-- TASK LIST --
1) In the conversation about employee engagement, what three things does the speaker say are part of the process?
2) Write what comes next in the conversation about employee engagement, picking up after its final line.

-- PROVIDED PASSAGE --

Well, it's great because this

automation is so simple, right.

What we haven't done is put 50 questions in front

of people and ask for 50 different types of answers.

The goal is just to get an overall engagement.

And part of the process, though, at least what

we talk about is there's people, process and technology.

A lot of folks I've been probably on

LinkedIn too much lately, and a lot of

folks love to focus on one thing, right?

Like, well, let me focus on the technology.

Let's talk about Chat GBT, or let me focus on

why it's really important to get this process understood.

Nobody really talks about the people, and if

they do, they're only talking about the people.

It's all of these things combined that help

you understand that employee engagement from kind of

that leading indicator path that we're going on.

So this tool, I think, has been in

place for years, or this process, and it's

helped us uncover things for managers where the

manager maybe isn't fully wrapped in right.

Or read in on what's going

on with that individual person.

And it just gives us that nudge like you were talking

about, like Mel just put in, like, maybe you should go

have a conversation with her and see what's going on.

What we're not trying to do, though, is

figure out, like, well, why was she red?

Well, let's figure that out.

You're not automating that piece of it.

There's a balance.

The technology has enabled us to pay attention.

And now, if we're not already and then the

human element of engaging with that person, whether it's

over slack or picking up the phone or taking

them to coffee to say, hey, I'm noticing a

trend, or I saw that acknowledging that they flagged

an irregular response and now opening up a dialogue.

And hopefully you can get to a path

of resolution or alleviate the stressor, particularly if

it is work or task related. Right.

Well, in the beginning and still today, we want to

be an organization that we want to work for. Right.

Like, I don't want to come up on Sunday.

I'm like, oh, I got to go back into work.

But this, I feel like, is probably

a common thing across other organizations.

You threw an article from Fortune in here that the title

is too many CEOs don't know what their workers need.

Employee engagement surveys can make

that problem even worse.

And I think as I read this article, what kind

of stuck out to me was that most folks just

want you to be doing good, and they don't want

to deal with the fact that you're not doing like,

I don't care if Mel's Red forget it.

Just make her happy. Right.

So we can keep trucking down

the road, and that's the problem.

And then it's like, well, let's just throw

more surveys at them so we can try

to figure out what's wrong or worse.

The companies that do one annual survey a year

with the 50 questions that you're talking about, I've

never worked for an organization like that.

I'm a huge fan of collecting feedback, so

I don't want to knock a survey.

And given this circumstance, I mean, I just

went through one the other day that was

more customer facing, and I stepped through I

don't know how many pages towards the end.

I'm a little like, okay, you've collected

all of my feedback as your customer.

I did it I think I do it because

I'm in marketing, and I know how much the

marketer on the other end of that is super

excited to get that insight about their customer.

Did you also connect your bank account and tell

them your DNA sequence and your blood type?

I'm not supposed to do that.

No, but in all seriousness, so these companies collect.

They ask a ton of questions at the end

of the year, and then it usually takes months

to present it to the leadership team or the

board, and then they collect those insights.

The HR team works with

your communications team or something.

Saved entries:
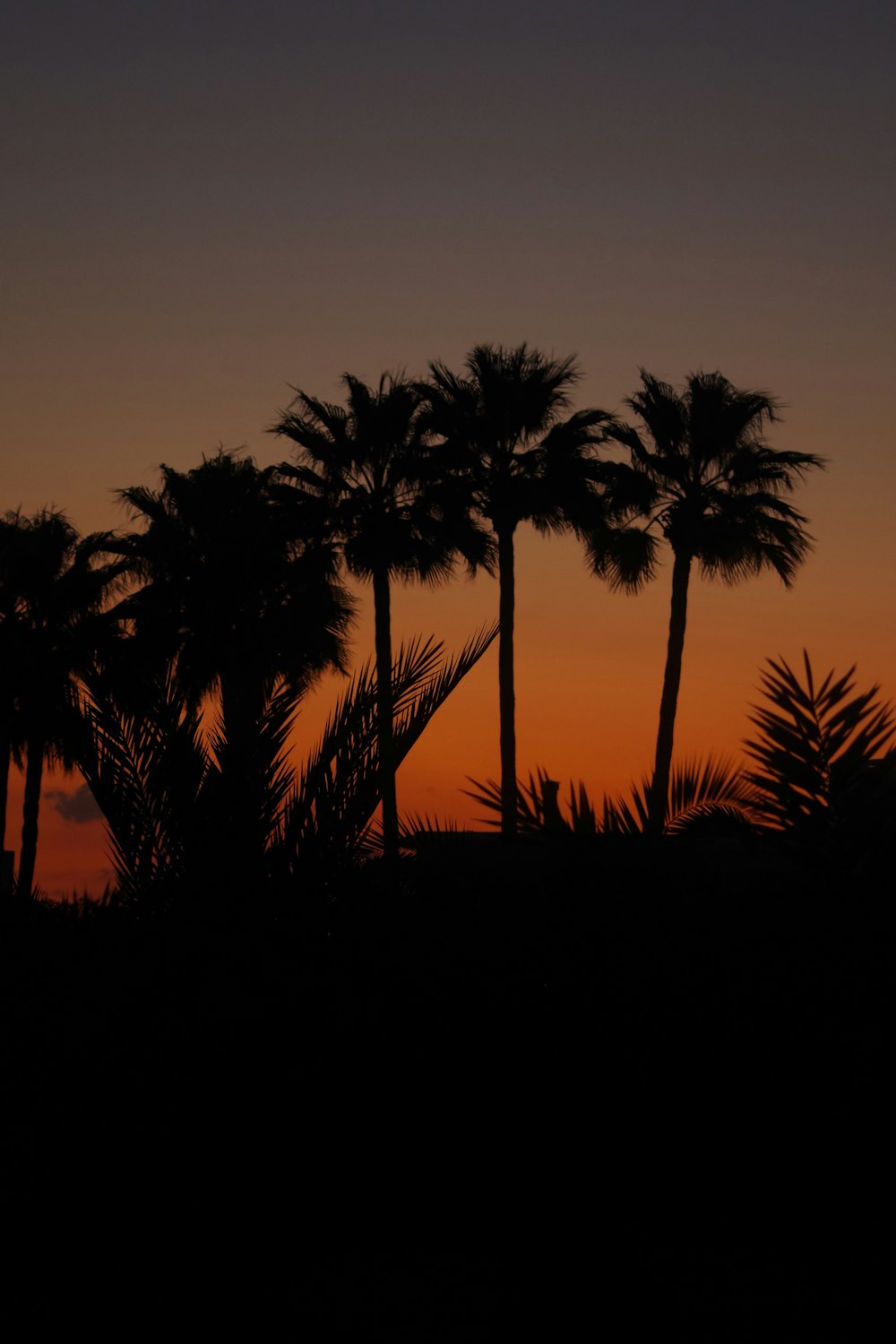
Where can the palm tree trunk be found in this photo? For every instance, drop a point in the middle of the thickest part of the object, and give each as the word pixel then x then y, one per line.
pixel 669 702
pixel 5 755
pixel 384 710
pixel 242 839
pixel 506 696
pixel 31 806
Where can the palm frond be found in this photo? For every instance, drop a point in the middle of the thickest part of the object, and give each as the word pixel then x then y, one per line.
pixel 813 745
pixel 331 808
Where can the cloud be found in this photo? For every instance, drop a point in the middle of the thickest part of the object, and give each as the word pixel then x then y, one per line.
pixel 78 806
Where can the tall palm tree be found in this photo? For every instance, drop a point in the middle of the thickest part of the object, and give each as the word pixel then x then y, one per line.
pixel 521 459
pixel 239 599
pixel 368 462
pixel 53 594
pixel 715 492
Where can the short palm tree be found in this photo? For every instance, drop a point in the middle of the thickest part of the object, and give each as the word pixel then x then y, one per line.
pixel 817 752
pixel 370 464
pixel 521 459
pixel 715 491
pixel 53 597
pixel 239 599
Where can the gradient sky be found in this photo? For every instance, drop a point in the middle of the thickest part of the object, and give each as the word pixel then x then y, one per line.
pixel 207 202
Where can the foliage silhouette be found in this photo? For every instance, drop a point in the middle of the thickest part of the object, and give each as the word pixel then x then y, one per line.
pixel 332 806
pixel 715 492
pixel 368 464
pixel 239 599
pixel 158 777
pixel 505 435
pixel 702 795
pixel 147 766
pixel 821 761
pixel 53 599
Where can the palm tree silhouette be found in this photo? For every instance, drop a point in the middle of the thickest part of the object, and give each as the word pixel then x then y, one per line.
pixel 53 599
pixel 713 488
pixel 370 462
pixel 521 460
pixel 239 597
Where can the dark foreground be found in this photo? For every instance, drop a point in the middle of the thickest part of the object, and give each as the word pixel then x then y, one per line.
pixel 592 1089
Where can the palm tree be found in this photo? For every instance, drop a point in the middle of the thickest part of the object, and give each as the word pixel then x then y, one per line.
pixel 818 754
pixel 370 464
pixel 713 489
pixel 53 594
pixel 239 599
pixel 506 437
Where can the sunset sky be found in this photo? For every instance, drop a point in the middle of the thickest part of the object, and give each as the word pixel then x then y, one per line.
pixel 209 202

-- WRITTEN ANSWERS --
1) People, process and technology.

2)
Then they roll out a series of communications and

direct touch plans between manager and staff, and it

takes a long time to act on it.

Yeah, it's indicative of the fact that they haven't

built out processes behind all of these things. Right.

It's like, well, let's just ask

them a bunch of questions.

In fact, in the Fortune article, for instance,

it says, a poorly worded question might ask,

do you feel management supports your professional development?

I've seen that question in lots of surveys that I'm

taking in, and it's like, well, if they were really

worried or wondering about that, wouldn't you focus on connecting

with me directly and just asking, well, we went and

did a lot of things together. Right.

Do you feel professionally supported.

It's kind of like you've lost touch, right?

If I have to ask you that, then I don't really

know you or I don't understand how you as a person

are affected by the organization and the work that we do.

And if I don't have that, well, yeah, a survey might

help me out, but I'm already a step behind, right?

Like, if I have to go read the paper to

figure out how Mel feels about it, we've already lost.

I worked for an organization years

back that we partnered with.

Uh, he was a founder at the time.

His name is Stephen Huerta. Shout out to him.

He started a company called Workify, and he

took this principle of we need to collect

feedback in smaller, more like regular pulses.

And so it could be a weekly thing.

Then they would have quarterly pulses, and then you

would do sort of an annual roll up.

But they really emphasized the fact that you

don't have to tackle all of these issues

or things at once in one big survey.

Let's focus on one area of the organization that you

want to tap into or don't understand, or you want

to engage or understand the employee engagement scores there.

And then we can take those little bit of

insights and roll out small iterative changes and then

do the same thing with different topic areas.

So that's one way that I've seen it done very well,

and that was several years ago, and now I don't know.

I'm sure there's other newer

capabilities within that platform itself.

But then also, I just actually did a Google search on

AI tools for employee engagement, and there's this list of seven

on some random blog article that I pulled up.

So these things are out there, and so you don't

have to go build a Slack integration like we've done.

We actually built our own tool. How does it work?

Is it built in salesforce? Break it down for me.

Yeah, I'll break it down for you.

No, man, I'm definitely never going to be cool.

We took Salesforce and another tool called Workato,

which are big partners of and obviously Slack.

And so between those three, there's a chat bot

type functionality inside of Workado where we can pose

questions to all of the active employees. Right.

So we have people come in the door.

We need to add them in.

It'll automatically do that.

It'll ask them the question every Friday.

If they don't respond, it actually asks them again.

It kind of bumps the question.

I think it's on Sunday when they do respond.

We've got a data model inside of Salesforce that then

attaches that to we call it a resource record. Right.

So every time I've ever answered

that question, you have that record.

We go way as long as I've been here.

Yeah, three years.

For every time that I've said good or bad. Yes.

All the way going back.

And I kind of get the sentiment even from

you talking that it's kind of Big Brothery like,

oh, wow, how much data are we tracking?

But let me ask you, there was a thought.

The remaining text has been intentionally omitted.